> EXERCISE:
Please pick up the essay about an ancestor's persecution in Utah and the writer's life as a transgender woman in Idaho, and continue it from its last sentence.

> EXTRACT TO READ:
In contrast, my other ancestor, John Henry Bott, chose not to leave Utah when the federal crackdown came. He refused to abandon his families and children, and so he went to jail for 6 months in 1888.
Unfortunately, this was just the beginning of a long crusade. After his release from prison, Bott became a fugitive in his own homeland. For the next 8 years he slept in cemeteries, haylofts, and mountain crevices while U.S. marshals raided his homes at midnight, hoping to catch him under his own roof. By daylight he hauled stone and managed his tombstone business, determined to keep food on the tables of his three wives and their children, even as debts mounted and federal deputies watched every doorway.
The relentless pressure eventually forced those families to drift across the Rocky Mountains in search of calmer ground, and it would be many years before they all gathered together again.

Evan Crystal Sharley
Today, as a transgender woman, I find myself at a similar crossroads, facing a nation that has grown increasingly hostile toward people like me. The president has labeled transgender people “anti-American”, “subversive”, “harmful”, and “distrustful”. In Idaho, new laws have illegalized displaying pride flags on government property or even me using the women’s restroom on government property, for which I would likely serve jail time. This has been part of a worrying trend, which doesn’t show many signs of slowing down in the next few years. Across the country there have been talks of registries of transgender people and criminalizing simply calling myself a woman. The transgender community is in very real danger of a genocide.
In light of the lives of my ancestors, I see clearly that they have presented two paths: Endurance amid persecution and seeking peace and freedom elsewhere.
If I stay in Idaho, as John Henry Bott did in Utah, I must live in a state of constant vigilance, wary of vigilantes intent on harming me, laws that criminalize my very identity, and a political climate growing ever darker. I have tried to endure the events that have transpired and ignore the steps that have been threatened. I have been in therapy, surrounded myself with friends, spent time doing activism, and participating in community. However, all of these seem to only provide me temporary relief. No matter what I do, the fear remains like tinnitus; sometimes it’s a faint hum I can push to the background, and other times it’s an overwhelming screech that drowns out everything else. Over the years, this screech has gotten louder and harder to ignore.

> EXTRACTED RECORDS:
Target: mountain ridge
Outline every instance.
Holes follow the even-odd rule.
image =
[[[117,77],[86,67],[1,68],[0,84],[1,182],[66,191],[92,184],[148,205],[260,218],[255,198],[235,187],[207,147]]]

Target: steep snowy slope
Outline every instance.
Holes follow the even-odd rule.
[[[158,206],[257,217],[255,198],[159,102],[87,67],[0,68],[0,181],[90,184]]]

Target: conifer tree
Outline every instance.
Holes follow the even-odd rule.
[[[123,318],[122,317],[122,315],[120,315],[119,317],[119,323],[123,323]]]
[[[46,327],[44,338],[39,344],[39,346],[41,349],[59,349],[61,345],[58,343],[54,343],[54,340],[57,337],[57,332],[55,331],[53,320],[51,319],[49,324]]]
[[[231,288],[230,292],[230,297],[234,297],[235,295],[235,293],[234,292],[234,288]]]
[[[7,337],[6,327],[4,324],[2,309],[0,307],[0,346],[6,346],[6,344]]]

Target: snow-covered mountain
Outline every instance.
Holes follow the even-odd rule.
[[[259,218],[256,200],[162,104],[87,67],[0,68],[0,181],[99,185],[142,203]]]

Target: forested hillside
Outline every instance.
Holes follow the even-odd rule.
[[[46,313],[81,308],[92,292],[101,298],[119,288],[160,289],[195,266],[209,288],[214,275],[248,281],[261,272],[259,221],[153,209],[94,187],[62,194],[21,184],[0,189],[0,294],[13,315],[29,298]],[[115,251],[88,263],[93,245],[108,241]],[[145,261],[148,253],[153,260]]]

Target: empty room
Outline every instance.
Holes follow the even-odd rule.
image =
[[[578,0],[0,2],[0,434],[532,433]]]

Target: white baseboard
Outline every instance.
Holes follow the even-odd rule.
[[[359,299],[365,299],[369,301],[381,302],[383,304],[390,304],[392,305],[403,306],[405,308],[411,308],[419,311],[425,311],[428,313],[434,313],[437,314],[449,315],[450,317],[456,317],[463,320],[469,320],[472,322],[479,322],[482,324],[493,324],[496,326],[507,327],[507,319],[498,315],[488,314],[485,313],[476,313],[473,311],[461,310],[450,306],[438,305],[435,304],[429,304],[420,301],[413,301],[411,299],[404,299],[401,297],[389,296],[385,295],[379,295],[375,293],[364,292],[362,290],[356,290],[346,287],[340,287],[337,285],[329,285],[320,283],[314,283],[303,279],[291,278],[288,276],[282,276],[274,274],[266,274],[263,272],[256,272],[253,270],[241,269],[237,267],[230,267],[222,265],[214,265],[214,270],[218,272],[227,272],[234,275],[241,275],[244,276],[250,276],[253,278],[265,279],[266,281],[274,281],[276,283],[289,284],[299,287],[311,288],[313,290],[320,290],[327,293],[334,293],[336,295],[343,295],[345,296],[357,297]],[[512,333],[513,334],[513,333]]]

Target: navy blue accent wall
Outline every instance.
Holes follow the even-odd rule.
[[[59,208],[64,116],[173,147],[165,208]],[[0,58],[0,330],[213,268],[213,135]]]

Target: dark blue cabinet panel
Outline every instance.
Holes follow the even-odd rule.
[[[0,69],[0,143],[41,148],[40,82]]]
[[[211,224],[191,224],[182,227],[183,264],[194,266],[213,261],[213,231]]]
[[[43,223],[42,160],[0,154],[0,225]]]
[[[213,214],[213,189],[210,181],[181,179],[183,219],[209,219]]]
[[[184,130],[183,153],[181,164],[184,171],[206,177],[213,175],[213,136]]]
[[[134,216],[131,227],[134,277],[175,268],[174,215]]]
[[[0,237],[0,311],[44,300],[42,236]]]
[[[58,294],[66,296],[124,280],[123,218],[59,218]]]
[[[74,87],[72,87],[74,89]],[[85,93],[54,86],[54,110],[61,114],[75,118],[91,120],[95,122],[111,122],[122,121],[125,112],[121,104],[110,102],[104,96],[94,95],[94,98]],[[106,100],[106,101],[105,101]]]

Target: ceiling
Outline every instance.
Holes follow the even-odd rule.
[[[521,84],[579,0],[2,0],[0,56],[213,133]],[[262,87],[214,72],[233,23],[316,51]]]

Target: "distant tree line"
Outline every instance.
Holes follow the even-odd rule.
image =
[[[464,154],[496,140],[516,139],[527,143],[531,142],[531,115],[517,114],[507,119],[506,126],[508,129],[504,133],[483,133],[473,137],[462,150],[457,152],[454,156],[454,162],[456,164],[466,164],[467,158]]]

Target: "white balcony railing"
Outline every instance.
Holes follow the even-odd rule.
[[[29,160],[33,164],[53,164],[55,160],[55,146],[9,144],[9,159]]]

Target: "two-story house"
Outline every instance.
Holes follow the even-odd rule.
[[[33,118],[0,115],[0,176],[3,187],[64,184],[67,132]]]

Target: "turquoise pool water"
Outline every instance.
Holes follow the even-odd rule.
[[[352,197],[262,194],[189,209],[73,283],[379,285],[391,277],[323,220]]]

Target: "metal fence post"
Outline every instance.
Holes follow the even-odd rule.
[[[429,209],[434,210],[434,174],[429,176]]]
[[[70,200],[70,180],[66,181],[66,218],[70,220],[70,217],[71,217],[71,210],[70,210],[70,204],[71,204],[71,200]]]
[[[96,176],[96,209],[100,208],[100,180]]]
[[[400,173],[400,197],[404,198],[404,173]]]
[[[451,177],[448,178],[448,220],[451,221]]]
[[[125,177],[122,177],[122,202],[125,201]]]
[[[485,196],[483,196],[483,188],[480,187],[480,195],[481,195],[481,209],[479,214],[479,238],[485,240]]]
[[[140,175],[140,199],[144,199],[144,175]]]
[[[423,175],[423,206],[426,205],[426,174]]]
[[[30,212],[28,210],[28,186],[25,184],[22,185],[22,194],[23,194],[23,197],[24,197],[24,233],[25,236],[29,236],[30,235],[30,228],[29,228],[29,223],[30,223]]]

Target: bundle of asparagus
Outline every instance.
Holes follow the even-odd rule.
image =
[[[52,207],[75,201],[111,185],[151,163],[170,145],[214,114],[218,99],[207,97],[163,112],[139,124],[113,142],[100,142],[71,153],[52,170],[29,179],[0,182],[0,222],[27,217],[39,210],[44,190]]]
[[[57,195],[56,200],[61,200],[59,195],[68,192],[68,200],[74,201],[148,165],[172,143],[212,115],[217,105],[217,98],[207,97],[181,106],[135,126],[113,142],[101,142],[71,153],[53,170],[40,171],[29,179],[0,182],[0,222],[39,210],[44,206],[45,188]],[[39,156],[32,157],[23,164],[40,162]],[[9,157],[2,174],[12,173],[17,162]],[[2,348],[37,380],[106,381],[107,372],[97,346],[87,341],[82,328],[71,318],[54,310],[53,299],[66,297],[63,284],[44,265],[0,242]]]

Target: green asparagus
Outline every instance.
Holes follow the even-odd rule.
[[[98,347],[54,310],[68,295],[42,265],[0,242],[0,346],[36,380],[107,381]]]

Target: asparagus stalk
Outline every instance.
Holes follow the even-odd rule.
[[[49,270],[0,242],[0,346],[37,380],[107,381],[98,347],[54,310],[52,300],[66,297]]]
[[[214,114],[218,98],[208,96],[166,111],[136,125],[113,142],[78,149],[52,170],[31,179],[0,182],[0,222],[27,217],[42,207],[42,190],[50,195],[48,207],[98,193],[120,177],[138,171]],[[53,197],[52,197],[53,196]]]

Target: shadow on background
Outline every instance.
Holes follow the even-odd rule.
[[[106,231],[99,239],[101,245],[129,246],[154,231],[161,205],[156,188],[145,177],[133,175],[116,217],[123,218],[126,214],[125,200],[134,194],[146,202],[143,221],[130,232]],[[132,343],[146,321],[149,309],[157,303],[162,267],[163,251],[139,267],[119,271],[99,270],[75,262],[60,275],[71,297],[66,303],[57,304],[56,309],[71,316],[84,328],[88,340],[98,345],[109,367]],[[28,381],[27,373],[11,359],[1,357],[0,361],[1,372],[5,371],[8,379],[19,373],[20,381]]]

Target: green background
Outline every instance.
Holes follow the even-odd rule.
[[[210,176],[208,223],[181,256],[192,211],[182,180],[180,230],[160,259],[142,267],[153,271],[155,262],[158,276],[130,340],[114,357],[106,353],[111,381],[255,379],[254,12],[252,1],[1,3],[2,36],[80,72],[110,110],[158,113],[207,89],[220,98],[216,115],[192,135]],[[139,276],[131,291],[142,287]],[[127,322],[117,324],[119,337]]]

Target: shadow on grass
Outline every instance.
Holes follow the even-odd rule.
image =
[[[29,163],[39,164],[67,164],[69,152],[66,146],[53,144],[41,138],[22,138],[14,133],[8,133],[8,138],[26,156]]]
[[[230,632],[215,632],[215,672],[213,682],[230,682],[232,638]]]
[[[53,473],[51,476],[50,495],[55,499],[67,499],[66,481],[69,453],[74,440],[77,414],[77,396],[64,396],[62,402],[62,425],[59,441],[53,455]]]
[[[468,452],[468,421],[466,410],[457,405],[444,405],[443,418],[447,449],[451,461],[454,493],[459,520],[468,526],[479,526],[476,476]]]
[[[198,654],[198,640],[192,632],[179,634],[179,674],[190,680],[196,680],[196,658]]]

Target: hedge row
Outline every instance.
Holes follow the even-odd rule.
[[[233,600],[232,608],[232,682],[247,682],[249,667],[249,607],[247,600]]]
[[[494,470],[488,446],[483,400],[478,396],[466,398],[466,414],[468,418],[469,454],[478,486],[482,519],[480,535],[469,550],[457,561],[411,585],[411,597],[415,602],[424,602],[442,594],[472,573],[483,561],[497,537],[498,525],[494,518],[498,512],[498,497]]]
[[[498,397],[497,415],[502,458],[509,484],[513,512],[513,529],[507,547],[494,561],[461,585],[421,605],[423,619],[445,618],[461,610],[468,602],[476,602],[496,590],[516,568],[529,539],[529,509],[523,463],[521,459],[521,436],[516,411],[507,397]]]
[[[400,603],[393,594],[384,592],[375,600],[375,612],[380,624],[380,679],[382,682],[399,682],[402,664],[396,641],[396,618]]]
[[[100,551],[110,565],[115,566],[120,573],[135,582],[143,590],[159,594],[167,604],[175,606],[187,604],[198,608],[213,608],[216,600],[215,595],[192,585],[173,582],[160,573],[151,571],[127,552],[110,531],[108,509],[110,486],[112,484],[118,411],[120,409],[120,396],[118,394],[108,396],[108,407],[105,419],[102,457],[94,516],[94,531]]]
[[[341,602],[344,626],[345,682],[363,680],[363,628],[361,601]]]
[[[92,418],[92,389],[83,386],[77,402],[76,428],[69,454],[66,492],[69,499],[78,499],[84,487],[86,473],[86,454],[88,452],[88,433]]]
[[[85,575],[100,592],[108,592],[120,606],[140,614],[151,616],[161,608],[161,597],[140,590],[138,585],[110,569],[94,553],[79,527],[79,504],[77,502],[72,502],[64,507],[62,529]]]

> RESPONSE AREA:
Yet, like William Rufus Rogers Stowell, I can choose freedom. Oregon represents for me what Mexico represented for him – a place to build a life where I am free from harassment and persecution, a place where I can find happiness, community, and peace. What HAS provided relief, is the thought of relocating to a state that actively protects people like me and where I have civil rights. Several weeks ago my wife and I visited Portland, Oregon where I felt things I have not felt in years: ease, safety, and the simple freedom to exist as a transgender person in public. It was a glimpse of the life I could have, a life that did not require constant vigilance or fear.

Having been given this wisdom by my ancestors, my path forward is clear, and just as they made courageous choices for their families, so will I. As many of you may have heard, I am moving to Oregon this summer to avoid governmental oppression. Like William Stowell, I am going to go first and set up a home and support network, and Coralee is going to stay here in Idaho where she will prepare to rent out or sell our house and will join me in a year.
To my cisgender friends who have the privilege of being able to remain in Idaho: I implore you to keep fighting – for me, and for all of us. I don’t want to be like Stowell and stay in my new home forever. I love Idaho; it shaped me into who I am and leaving it breaks my heart, but for my own safety and wellbeing, I must seek refuge elsewhere. If there is ever to come a day when I can safely return, it will be because YOU fought to make it possible.
I pray every day to Heavenly Mother that the hearts of my fellow Idahoans will be softened, so I may live here in peace.